TRY IT:
Below are some records. How many of their lines contain the string "that"? Answer with the number alone.

Extracted records:
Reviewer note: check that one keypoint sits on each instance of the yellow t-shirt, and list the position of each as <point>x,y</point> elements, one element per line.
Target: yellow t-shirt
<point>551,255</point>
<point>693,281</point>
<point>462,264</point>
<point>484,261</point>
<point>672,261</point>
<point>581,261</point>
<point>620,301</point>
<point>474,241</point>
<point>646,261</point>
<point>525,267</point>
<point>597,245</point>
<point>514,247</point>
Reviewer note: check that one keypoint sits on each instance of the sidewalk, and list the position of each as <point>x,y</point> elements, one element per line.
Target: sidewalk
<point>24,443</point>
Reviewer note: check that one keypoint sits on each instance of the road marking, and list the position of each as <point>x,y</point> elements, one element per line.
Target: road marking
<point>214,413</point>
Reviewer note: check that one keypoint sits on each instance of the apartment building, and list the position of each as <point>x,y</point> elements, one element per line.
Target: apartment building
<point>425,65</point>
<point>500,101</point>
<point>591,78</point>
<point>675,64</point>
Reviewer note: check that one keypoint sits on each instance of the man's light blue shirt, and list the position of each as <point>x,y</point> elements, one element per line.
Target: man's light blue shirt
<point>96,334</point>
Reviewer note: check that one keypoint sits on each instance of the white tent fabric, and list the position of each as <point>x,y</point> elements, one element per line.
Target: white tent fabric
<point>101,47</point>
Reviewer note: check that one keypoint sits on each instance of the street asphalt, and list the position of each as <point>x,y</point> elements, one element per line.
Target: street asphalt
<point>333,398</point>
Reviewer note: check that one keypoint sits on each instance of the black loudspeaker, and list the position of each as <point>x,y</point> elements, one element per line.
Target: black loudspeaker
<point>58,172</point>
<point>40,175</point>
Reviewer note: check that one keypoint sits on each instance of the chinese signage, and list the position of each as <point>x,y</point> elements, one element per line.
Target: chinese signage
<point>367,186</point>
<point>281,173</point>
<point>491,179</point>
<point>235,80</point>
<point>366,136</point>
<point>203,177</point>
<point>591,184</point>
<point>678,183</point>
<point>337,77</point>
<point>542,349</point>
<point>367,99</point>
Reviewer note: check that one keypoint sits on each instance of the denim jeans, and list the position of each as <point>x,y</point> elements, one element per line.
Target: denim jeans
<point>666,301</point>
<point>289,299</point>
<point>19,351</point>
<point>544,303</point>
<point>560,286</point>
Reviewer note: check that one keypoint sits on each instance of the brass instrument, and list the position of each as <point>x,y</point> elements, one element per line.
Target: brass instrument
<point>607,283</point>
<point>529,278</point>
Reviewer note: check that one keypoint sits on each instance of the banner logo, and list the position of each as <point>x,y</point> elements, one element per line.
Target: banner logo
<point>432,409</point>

YOUR RESPONSE:
12